Problem
The entries below are to be transcribed in full, without their images.

[[ Information provided, beginning ]]

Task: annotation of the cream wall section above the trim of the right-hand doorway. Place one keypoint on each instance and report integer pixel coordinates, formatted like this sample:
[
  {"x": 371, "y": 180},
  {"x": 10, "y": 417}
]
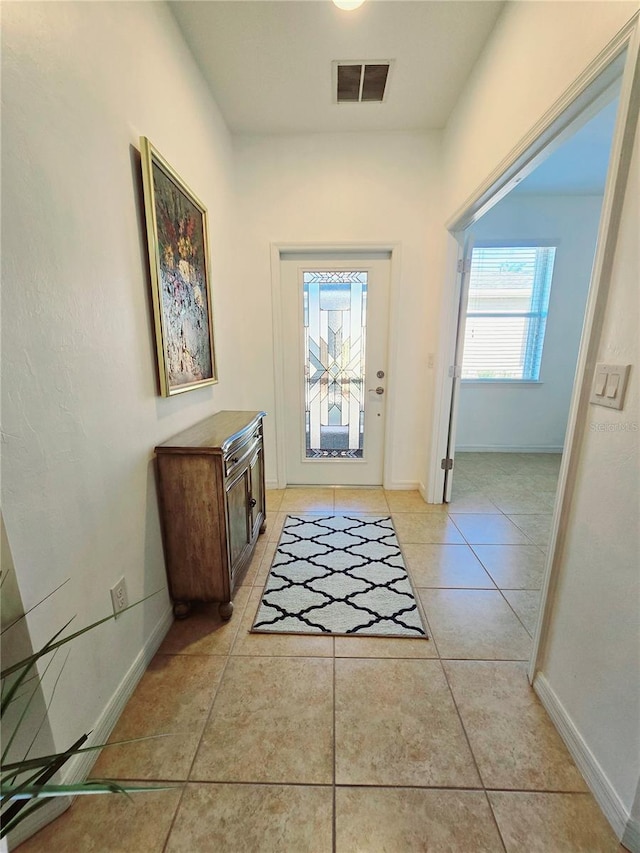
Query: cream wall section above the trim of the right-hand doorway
[{"x": 534, "y": 54}]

[[ Information provided, end ]]

Exercise output
Task: annotation of the cream wall section above the trim of the right-hand doorway. Place one keypoint on each instance and report integer pixel coordinates, formatted like this sample:
[
  {"x": 371, "y": 180},
  {"x": 10, "y": 417}
]
Query: cream wall section above the trim of the right-hand doorway
[{"x": 534, "y": 54}]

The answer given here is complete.